## start

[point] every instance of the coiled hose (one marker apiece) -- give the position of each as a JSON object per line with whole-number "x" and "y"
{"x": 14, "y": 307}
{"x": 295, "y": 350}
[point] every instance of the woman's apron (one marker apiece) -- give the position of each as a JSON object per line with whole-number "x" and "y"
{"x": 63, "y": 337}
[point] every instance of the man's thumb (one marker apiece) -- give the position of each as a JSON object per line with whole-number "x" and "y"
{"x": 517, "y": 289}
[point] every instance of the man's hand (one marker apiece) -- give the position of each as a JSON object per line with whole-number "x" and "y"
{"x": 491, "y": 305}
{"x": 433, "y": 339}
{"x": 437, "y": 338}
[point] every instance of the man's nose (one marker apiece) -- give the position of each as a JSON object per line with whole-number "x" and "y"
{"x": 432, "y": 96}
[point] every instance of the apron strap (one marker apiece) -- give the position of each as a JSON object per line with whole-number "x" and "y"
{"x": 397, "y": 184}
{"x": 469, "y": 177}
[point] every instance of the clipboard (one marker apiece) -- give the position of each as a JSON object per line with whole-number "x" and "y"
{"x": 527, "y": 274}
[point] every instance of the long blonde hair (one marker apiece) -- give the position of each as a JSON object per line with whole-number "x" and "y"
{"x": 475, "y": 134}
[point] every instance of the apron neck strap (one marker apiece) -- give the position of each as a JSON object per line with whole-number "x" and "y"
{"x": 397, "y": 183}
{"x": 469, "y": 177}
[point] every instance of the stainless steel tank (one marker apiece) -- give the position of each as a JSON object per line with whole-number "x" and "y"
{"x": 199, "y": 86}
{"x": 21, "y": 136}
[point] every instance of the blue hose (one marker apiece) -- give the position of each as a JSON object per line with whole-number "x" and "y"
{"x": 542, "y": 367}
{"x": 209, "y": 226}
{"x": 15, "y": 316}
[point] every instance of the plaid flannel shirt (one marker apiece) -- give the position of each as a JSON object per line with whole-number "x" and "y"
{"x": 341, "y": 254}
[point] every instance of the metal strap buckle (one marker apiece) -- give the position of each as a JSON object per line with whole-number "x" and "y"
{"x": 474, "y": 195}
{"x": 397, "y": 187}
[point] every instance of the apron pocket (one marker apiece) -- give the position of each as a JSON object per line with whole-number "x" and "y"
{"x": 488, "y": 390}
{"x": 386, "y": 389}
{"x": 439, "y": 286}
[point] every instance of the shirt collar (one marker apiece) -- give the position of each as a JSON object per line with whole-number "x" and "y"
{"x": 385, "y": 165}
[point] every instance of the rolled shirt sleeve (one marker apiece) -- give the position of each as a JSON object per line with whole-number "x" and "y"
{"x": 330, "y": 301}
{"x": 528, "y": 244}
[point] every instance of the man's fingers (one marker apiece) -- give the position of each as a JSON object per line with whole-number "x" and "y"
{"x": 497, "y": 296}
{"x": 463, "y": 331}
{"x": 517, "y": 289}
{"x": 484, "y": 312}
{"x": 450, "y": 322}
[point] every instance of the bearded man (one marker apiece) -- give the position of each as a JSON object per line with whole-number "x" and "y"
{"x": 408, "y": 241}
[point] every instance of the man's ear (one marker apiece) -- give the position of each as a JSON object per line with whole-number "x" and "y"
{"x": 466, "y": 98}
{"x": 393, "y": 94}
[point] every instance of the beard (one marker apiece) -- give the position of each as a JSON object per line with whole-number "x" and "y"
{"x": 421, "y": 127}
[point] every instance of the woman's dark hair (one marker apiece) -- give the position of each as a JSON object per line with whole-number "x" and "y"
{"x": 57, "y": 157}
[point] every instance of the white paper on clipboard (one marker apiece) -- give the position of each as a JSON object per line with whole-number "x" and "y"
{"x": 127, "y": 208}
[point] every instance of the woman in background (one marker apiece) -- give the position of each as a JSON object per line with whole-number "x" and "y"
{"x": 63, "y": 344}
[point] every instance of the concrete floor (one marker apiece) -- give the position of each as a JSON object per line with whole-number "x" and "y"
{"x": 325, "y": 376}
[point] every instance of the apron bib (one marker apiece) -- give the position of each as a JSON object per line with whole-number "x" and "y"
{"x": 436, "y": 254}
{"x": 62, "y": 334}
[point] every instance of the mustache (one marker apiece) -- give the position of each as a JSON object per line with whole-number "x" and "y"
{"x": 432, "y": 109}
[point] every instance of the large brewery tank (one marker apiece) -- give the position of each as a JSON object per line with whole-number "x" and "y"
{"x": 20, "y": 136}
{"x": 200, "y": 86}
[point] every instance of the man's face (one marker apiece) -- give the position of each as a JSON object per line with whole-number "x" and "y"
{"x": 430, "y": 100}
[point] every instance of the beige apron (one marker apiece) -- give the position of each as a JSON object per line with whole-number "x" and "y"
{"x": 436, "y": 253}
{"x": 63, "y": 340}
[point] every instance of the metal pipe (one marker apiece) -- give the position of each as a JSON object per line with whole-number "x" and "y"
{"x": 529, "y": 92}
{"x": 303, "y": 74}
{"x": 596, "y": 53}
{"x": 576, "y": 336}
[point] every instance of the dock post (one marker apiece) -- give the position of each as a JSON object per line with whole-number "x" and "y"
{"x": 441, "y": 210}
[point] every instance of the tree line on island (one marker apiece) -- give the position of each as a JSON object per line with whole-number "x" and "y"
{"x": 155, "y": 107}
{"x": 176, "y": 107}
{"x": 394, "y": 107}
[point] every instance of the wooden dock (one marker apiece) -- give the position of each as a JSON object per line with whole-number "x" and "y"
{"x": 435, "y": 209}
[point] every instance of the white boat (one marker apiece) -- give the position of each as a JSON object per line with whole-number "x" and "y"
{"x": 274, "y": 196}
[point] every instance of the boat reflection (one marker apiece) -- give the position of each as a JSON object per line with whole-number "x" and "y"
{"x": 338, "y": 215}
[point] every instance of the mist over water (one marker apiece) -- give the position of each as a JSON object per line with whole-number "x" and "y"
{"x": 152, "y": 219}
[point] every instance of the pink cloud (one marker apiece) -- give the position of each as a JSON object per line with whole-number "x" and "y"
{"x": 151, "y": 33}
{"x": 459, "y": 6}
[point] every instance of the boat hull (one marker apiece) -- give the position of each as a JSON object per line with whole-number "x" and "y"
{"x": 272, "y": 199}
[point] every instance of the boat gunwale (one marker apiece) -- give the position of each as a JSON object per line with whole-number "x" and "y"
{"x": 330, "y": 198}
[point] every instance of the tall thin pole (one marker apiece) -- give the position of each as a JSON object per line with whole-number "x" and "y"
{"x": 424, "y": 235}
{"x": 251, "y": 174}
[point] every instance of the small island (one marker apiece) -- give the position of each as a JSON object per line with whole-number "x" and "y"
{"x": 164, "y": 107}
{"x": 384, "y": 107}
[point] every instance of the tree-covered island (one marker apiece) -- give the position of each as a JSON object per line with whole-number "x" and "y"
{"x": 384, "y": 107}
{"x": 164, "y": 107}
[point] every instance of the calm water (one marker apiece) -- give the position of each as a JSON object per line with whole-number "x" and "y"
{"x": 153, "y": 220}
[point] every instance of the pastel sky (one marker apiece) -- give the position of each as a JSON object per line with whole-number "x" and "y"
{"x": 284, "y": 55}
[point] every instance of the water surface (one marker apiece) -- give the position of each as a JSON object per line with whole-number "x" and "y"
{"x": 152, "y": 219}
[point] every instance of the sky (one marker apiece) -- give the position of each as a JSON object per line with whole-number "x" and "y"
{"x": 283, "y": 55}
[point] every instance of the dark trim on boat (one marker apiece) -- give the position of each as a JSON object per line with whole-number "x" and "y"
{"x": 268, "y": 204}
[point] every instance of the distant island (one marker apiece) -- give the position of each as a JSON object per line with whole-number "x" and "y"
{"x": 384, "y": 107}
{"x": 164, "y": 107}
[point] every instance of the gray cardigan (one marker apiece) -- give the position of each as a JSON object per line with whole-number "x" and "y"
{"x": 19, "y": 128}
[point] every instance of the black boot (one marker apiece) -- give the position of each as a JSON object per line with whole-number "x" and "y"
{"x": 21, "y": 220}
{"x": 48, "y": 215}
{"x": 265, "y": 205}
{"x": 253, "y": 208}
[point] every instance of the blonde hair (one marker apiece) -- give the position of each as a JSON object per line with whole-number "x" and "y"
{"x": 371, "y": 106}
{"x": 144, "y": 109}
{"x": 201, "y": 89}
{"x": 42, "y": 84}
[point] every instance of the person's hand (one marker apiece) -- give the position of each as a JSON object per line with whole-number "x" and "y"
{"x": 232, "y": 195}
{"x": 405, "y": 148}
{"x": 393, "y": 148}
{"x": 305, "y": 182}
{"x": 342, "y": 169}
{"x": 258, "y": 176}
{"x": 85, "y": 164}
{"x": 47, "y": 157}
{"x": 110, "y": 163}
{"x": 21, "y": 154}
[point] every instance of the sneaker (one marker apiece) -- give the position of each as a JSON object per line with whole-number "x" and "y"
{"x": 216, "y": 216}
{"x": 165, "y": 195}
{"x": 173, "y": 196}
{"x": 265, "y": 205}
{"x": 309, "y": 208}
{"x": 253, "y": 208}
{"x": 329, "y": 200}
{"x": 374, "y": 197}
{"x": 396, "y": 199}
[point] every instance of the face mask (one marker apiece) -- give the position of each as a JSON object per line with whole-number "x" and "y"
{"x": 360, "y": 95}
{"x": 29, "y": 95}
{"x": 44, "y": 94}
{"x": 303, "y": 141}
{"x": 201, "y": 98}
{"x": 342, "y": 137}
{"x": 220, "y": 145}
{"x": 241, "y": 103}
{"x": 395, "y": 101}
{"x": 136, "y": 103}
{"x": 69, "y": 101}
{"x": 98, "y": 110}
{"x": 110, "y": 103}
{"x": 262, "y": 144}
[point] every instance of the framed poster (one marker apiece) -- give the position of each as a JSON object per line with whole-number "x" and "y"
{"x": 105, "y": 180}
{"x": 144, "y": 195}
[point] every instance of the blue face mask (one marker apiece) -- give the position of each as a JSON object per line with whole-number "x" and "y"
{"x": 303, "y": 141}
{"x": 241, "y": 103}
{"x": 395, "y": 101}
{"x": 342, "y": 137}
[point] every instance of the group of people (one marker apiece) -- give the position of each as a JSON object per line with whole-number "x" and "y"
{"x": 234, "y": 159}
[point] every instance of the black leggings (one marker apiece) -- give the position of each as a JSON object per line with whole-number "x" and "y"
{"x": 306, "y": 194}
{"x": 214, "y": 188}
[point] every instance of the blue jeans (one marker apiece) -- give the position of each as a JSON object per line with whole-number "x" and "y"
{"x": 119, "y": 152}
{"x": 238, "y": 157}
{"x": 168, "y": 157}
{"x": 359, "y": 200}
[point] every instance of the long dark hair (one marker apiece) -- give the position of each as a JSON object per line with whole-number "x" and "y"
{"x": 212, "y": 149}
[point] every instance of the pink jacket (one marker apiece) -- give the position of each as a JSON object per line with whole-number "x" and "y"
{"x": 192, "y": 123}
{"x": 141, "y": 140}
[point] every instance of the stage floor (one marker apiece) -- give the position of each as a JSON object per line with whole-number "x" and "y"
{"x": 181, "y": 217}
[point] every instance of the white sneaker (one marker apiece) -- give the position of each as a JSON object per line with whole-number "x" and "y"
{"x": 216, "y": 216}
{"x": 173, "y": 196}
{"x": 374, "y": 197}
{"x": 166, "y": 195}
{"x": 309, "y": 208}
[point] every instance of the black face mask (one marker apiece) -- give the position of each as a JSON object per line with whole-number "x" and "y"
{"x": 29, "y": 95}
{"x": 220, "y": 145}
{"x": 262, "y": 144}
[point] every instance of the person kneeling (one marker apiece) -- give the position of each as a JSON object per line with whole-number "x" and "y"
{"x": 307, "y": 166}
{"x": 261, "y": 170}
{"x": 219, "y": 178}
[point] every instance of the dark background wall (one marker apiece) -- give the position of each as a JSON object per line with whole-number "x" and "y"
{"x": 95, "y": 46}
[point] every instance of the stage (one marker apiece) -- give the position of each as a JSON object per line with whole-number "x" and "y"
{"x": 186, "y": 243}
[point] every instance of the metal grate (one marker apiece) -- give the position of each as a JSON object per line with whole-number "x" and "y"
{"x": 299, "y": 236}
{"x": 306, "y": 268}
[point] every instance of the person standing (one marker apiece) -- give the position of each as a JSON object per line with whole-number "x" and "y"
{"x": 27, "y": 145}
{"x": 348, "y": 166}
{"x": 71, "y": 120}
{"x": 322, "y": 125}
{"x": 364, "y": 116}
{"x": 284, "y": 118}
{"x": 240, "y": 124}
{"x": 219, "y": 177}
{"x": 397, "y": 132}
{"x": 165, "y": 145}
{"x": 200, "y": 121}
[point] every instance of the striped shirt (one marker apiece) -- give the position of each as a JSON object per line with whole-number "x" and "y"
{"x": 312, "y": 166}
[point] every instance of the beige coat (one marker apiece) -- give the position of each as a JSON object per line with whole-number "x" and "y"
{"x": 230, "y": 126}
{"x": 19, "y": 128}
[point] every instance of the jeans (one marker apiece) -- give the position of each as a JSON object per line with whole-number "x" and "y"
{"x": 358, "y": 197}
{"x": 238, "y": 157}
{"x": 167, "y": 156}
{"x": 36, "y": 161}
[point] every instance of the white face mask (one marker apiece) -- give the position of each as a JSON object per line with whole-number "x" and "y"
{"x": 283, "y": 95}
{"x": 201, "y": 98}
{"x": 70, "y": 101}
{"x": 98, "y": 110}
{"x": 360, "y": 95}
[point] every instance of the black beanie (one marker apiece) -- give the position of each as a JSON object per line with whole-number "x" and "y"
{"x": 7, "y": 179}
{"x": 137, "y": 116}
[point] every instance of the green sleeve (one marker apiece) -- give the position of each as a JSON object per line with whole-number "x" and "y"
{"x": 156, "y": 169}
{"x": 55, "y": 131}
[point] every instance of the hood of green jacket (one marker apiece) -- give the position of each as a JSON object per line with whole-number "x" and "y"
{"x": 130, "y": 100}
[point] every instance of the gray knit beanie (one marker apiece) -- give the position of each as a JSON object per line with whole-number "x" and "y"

## end

### TASK GOAL
Write out exactly the lines starting with the one that holds "[point] every instance of the striped" and running through the last line above.

### FULL ANSWER
[point] every instance of the striped shirt (one marker apiece) -- give the position of each as a JSON object per line with whole-number "x" and "y"
{"x": 312, "y": 166}
[point] every instance of the beige coat (one marker apiece) -- give the position of each as a JSON object per line with whole-number "x" and "y"
{"x": 230, "y": 126}
{"x": 19, "y": 128}
[point] every instance of the jeans (one marker apiece) -- give the position of each as a JSON object per line with whole-number "x" and "y"
{"x": 358, "y": 197}
{"x": 238, "y": 157}
{"x": 167, "y": 156}
{"x": 36, "y": 161}
[point] every instance of the white face mask (one marker apiece) -- give the position of each as a JSON object per line with whole-number "x" and "y"
{"x": 283, "y": 95}
{"x": 201, "y": 98}
{"x": 70, "y": 101}
{"x": 98, "y": 110}
{"x": 360, "y": 95}
[point] every instance of the black beanie (one marker apiece) -- give the position of each as a JSON object per line with whole-number "x" and "y"
{"x": 7, "y": 179}
{"x": 137, "y": 116}
[point] every instance of the green sleeve (one marker apiece) -- give the position of each as a JSON object per line with whole-number "x" and "y"
{"x": 156, "y": 169}
{"x": 55, "y": 131}
[point] every instance of the hood of green jacket (one marker apiece) -- give the position of each as a JSON object per line with whole-number "x" and "y"
{"x": 130, "y": 100}
[point] every instance of the gray knit beanie (one marker apiece) -- give the position of each as a JSON object per line with whole-number "x" and "y"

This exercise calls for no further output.